_本文抜粋_
------------

説明

自動変速機のリバースインヒビット装置

【課題】ソレノイドの作動頻度が低く、電気系の故障時には自動的にロック解除され、かつ構造の簡単な、自動変速機のリバースインヒビット装置を提供する。
【解決手段】シフトロックカム20に、シフトレバー1がN位置でかつノブボタン3を操作した状態でガイドピン4と当接する当接部を設け、一端がシフトロックカムに連結されたシフトロックケーブル25の他端にスライドロック部材32を連結する。スライドロック部材は、ブレーキペダルと連動するブレーキ連動部材42によってP,N位置からR位置への動きがロックされる。所定車速以上でかつブレーキペダルが踏み込まれたときのみ通電されるソレノイド11を設け、その通電時にシフトレバーのN位置からR位置への動きをロックする。

【発明の詳細な説明】
【技術分野】
【0001】
本発明は自動変速機のリバースインヒビット装置、詳しくは前進走行中にシフトレバーがDレンジからRレンジへシフトされようとした時、設定車速以上でRレンジへのシフトを禁止する装置に関するものである。
【背景技術】
【0002】
一般に、自動変速機はP(パーキング),R(リバース),N(ニュートラル),D(ドライブ)などのレンジと呼ばれる切替位置を備えているが、Dレンジで走行中に運転者が誤ってシフトレバーをRレンジへシフトすると不意のショックを伴うので、設定車速以上でRレンジへのシフトを禁止するリバースインヒビット装置が設けられている。
【0003】
特許文献1には、Pレンジにおける機械式のシフトロック装置が開示されている。このシフトロック装置は、ブレーキペダルを踏み込み、かつキーをACC位置に回すことで、ロックを解除し、Pレンジから他のレンジへシフト可能とするものである。このシフトロック装置の場合、機械式のために構造が簡単であり、電気系の故障による解除装置も不要であるが、停車中のN→Rシフトロック機能はなく、走行中のリバースインヒビット機能もない。

------------

_表示データ_
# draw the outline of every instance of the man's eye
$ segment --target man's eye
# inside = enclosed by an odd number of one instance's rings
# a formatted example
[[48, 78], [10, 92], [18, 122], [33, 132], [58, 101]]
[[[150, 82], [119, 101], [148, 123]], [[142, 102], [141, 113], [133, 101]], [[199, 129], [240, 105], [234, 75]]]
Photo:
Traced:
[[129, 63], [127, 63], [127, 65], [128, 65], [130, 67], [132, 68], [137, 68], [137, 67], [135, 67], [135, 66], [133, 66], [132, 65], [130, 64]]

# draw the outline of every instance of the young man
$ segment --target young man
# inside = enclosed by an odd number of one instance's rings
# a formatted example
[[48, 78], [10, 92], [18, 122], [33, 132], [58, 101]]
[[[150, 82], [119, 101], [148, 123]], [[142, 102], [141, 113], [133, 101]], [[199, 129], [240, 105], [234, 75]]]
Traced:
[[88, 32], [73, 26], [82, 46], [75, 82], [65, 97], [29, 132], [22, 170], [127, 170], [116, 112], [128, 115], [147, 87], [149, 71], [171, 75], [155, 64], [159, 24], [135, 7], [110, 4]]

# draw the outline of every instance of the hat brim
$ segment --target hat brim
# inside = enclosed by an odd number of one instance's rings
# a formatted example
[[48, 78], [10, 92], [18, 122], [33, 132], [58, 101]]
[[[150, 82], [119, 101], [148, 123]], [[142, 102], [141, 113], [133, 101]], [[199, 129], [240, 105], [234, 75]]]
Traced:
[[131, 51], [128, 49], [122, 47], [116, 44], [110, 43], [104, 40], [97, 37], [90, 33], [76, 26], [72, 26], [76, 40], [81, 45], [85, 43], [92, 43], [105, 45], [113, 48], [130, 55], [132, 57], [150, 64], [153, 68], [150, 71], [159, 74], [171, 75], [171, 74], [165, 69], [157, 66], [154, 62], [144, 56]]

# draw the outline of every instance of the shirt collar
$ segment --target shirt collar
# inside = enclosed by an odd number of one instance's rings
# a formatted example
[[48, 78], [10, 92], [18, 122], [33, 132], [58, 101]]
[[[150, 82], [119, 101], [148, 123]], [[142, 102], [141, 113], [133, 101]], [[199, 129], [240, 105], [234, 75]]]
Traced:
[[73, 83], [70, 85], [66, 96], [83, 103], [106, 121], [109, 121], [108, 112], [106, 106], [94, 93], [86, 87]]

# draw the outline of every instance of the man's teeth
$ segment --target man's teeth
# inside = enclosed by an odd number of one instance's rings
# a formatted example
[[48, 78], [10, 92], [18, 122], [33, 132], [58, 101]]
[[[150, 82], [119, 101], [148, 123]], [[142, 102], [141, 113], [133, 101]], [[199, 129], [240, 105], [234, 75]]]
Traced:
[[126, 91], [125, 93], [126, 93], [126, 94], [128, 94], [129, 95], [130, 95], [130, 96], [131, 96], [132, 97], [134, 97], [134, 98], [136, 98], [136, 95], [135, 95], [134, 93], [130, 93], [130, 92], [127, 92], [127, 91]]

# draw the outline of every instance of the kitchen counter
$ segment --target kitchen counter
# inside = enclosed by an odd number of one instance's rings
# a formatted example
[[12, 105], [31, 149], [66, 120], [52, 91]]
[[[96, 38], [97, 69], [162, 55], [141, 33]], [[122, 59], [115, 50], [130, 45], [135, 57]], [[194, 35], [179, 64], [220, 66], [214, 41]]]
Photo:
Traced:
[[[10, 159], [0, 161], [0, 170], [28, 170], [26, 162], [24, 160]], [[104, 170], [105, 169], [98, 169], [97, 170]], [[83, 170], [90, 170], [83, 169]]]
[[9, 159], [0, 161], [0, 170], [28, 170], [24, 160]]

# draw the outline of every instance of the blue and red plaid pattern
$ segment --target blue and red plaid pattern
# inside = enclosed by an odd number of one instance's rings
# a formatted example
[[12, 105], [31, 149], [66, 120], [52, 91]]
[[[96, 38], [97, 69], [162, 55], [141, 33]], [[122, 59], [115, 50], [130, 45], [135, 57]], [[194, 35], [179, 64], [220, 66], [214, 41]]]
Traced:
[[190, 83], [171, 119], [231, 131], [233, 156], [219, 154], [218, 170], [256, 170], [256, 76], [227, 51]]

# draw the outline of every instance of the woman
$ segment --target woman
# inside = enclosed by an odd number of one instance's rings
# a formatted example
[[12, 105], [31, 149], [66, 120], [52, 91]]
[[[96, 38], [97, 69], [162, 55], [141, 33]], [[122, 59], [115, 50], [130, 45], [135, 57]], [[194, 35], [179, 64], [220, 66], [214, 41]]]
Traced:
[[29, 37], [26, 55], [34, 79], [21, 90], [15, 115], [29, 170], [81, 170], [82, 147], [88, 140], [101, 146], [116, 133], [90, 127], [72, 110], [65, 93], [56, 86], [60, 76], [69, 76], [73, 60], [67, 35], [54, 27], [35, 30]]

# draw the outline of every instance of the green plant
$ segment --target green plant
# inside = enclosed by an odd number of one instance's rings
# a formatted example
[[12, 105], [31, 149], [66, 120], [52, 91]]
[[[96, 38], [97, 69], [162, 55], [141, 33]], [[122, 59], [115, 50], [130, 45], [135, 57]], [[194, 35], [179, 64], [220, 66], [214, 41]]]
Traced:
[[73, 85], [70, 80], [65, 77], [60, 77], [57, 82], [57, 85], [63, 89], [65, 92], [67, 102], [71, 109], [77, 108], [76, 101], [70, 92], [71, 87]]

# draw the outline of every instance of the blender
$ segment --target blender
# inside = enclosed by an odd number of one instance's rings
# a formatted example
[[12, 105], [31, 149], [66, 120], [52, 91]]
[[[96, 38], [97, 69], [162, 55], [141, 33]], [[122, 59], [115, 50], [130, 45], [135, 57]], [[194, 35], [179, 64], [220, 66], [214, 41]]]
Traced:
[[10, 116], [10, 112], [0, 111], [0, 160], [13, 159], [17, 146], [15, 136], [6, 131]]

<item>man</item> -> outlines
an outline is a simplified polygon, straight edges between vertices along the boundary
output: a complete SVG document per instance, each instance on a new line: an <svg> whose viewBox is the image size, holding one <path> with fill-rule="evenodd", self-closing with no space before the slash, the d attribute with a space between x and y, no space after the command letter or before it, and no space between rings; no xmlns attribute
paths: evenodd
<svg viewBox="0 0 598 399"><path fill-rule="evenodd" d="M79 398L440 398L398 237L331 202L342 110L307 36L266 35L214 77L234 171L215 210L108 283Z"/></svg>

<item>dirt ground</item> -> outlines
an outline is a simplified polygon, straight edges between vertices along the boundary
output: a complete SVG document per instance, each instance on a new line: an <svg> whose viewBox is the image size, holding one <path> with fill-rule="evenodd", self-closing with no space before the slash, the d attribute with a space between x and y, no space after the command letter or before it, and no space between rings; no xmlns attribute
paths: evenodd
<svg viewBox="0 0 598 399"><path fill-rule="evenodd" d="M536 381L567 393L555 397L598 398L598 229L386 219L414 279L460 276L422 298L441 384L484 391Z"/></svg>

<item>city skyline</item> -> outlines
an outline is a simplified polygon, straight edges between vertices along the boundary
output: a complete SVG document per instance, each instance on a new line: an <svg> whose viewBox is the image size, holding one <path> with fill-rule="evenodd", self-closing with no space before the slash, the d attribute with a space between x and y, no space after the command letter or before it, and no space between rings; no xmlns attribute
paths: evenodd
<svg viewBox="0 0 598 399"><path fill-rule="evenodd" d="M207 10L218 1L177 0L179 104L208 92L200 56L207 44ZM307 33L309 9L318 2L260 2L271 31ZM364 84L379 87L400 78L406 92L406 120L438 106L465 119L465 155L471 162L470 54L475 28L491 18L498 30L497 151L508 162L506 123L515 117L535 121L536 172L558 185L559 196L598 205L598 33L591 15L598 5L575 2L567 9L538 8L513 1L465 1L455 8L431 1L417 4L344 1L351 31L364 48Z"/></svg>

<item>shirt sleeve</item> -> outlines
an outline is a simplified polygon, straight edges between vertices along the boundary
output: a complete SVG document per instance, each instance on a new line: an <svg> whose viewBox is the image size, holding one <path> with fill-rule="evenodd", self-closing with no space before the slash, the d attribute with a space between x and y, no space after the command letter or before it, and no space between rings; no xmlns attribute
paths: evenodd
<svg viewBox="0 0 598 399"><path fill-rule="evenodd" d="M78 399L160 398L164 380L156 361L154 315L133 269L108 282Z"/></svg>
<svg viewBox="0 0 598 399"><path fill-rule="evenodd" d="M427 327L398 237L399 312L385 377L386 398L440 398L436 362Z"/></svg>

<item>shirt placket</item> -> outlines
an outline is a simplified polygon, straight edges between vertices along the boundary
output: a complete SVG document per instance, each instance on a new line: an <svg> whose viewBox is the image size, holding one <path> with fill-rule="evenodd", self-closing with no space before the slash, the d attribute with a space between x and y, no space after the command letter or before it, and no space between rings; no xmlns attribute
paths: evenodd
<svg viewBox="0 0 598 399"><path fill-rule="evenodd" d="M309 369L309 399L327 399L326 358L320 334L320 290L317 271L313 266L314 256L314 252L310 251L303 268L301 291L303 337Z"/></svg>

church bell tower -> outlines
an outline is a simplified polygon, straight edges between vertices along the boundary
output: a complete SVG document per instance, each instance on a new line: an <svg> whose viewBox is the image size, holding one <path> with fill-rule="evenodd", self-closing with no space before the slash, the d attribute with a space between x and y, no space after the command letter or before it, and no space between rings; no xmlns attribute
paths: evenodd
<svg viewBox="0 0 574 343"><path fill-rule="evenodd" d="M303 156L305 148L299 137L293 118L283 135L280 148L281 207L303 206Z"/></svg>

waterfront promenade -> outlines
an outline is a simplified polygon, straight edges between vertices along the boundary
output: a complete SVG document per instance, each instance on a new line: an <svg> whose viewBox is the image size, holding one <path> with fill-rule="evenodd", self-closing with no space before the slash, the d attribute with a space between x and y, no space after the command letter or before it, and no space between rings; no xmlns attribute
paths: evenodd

------------

_課題 1_
自動変速機のリバースインヒビット装置に関する本文抜粋にある次の一文を英語に訳してください。「このシフトロック装置の場合、機械式のために構造が簡単であり、電気系の故障による解除装置も不要であるが、停車中のN→Rシフトロック機能はなく、走行中のリバースインヒビット機能もない。」
_課題 2_
自動変速機のリバースインヒビット装置に関する本文抜粋を、最後の文の後から書き継いでください。

_模範解答 1_
Because this shift lock device is mechanical, its structure is simple and it needs no release device for electrical system failures; however, it has no N→R shift lock function while the vehicle is stopped, and it has no reverse inhibit function while the vehicle is moving.

_模範解答 2_
【0004】
特許文献2には、Pレンジにおけるシフトロック機能とNレンジにおけるシフトロック機能とを有するシフトレバー装置が開示されている。この装置では、Pレンジ用の第1シフトロック部材とNレンジ用の第2シフトロック部材とを連動可能に設け、ブレーキペダルの踏み込み時に作動するソレノイドにより、第1シフトロック部材をロック解除方向に作動させると共に、第2シフトロック部材を第1シフトロック部材に連動してロック解除方向に作動させるものである。ソレノイドをブレーキペダルの踏み込み時だけでなく、車速信号によっても制御すれば、走行中のリバースインヒビットを達成することが可能である。
【0005】
一般にリバースインヒビット装置では、ソレノイドONのときにリバースインヒビットを行う場合と、ソレノイドOFFのときにリバースインヒビットを行う場合とがある。前者の場合には、走行中ソレノイドをONし続ける必要があるため、通電時間が長くなり、耐久性の低下や発熱の問題がある。後者の場合には、通電時間は短くなるが、断線等の電気系の故障時にはロック解除を行うことができず、手動式ロック解除機構を別途追加する必要がある。
【0006】
特許文献2では、ブレーキペダルの踏み込み時と走行中とにおいて、ソレノイドをONし続ける必要があり、ソレノイドの作動頻度が高くなるという欠点の他、Pレンジ用の第1シフトロック部材とNレンジ用の第2シフトロック部材との間に複雑な連動機構を設ける必要があるため、構造が複雑になるという欠点がある。
【先行技術文献】
【特許文献】
【0007】
【特許文献1】特開平8−188062号公報
【特許文献2】実開平4−119662号公報
【発明の概要】
【発明が解決しようとする課題】
【0008】
本発明の目的は、ソレノイドの作動頻度を低くでき、電気系の故障時には自動的にロック解除され、かつ構造の簡単な、自動変速機のリバースインヒビット装置を提供することにある。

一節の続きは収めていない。